== PASSAGE ==
▬▬▬▬▬▬▬▬▬▬

# Topological feature extraction from (un)directed graphs: `VietorisRipsPersistence`, `SparseRipsPersistence` and `FlagserPersistence`

`giotto-tda` allows the extraction of topological features from undirected or directed graphs represented as adjacency matrices, via the following transformers:

- [`VietorisRipsPersistence`](https://giotto-ai.github.io/gtda-docs/latest/modules/generated/homology/gtda.homology.VietorisRipsPersistence.html) and [`SparseRipsPersistence`](https://giotto-ai.github.io/gtda-docs/latest/modules/generated/homology/gtda.homology.VietorisRipsPersistence.html) initialized with `metric="precomputed"`, for undirected graphs;
- [`FlagserPersistence`](https://giotto-ai.github.io/gtda-docs/latest/modules/generated/homology/gtda.homology.VietorisRipsPersistence.html) initialized with `directed=True`, for directed graphs (and with `directed=False` for undirected ones).

In this notebook, we build some basic intuition on how these methods are able to capture structures and patterns from such graphs. We will focus on the multi-scale nature of the information contained in the final outputs ("persistence diagrams"), as well as on the differences between the undirected and directed cases. Another important point is that, although adjacency matrices of sparsely connected and even unweighted graphs can be passed directly to these transformers, they will always be interpreted as **weighted adjacency matrices** according to some not completely standard conventions. We will highlight these below.

▬▬▬▬▬▬▬▬▬▬

== EXTRACTED INFORMATION ==
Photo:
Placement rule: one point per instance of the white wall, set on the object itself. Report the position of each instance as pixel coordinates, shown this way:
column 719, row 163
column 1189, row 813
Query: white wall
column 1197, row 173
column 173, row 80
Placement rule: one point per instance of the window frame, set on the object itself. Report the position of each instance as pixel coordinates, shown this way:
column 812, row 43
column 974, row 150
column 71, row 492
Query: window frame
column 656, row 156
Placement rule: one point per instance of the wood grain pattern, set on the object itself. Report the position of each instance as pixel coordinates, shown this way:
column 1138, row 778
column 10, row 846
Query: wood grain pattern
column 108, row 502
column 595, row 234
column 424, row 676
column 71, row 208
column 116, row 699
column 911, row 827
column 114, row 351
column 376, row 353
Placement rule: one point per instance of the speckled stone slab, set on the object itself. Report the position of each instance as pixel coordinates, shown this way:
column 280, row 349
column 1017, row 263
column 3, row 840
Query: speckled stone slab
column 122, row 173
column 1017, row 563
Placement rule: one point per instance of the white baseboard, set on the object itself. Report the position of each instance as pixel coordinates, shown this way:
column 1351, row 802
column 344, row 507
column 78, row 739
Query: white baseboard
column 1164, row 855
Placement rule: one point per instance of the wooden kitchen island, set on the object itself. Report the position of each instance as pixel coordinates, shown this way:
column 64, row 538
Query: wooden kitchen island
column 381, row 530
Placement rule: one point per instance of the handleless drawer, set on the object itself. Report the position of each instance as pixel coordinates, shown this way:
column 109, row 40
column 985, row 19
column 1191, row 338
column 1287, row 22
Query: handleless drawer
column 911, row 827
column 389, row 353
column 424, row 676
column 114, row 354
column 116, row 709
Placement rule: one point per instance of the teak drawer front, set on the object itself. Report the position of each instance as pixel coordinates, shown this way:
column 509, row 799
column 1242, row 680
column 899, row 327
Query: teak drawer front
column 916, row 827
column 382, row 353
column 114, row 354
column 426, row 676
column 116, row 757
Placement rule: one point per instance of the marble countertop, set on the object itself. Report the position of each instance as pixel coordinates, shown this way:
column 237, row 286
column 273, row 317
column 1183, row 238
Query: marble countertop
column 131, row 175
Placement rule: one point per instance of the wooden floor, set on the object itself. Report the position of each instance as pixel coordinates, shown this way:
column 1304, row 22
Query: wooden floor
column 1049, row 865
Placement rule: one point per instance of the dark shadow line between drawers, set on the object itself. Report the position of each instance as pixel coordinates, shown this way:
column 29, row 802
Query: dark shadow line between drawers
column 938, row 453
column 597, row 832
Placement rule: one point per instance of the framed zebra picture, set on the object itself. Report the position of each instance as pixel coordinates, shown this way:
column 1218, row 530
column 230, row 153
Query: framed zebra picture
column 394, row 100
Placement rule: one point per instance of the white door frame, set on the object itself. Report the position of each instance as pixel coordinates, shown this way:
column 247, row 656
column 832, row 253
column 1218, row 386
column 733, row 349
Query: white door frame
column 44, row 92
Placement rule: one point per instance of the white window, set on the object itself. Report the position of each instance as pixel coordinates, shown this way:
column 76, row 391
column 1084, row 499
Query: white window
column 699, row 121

▬▬▬▬▬▬▬▬▬▬

== REQUIRED TASK ==
Write out, word for word, the part of the passage on topological features from graphs that starts at "In this notebook, we" and ends at "highlight these below.".

== ANSWER ==
In this notebook, we build some basic intuition on how these methods are able to capture structures and patterns from such graphs. We will focus on the multi-scale nature of the information contained in the final outputs ("persistence diagrams"), as well as on the differences between the undirected and directed cases. Another important point is that, although adjacency matrices of sparsely connected and even unweighted graphs can be passed directly to these transformers, they will always be interpreted as **weighted adjacency matrices** according to some not completely standard conventions. We will highlight these below.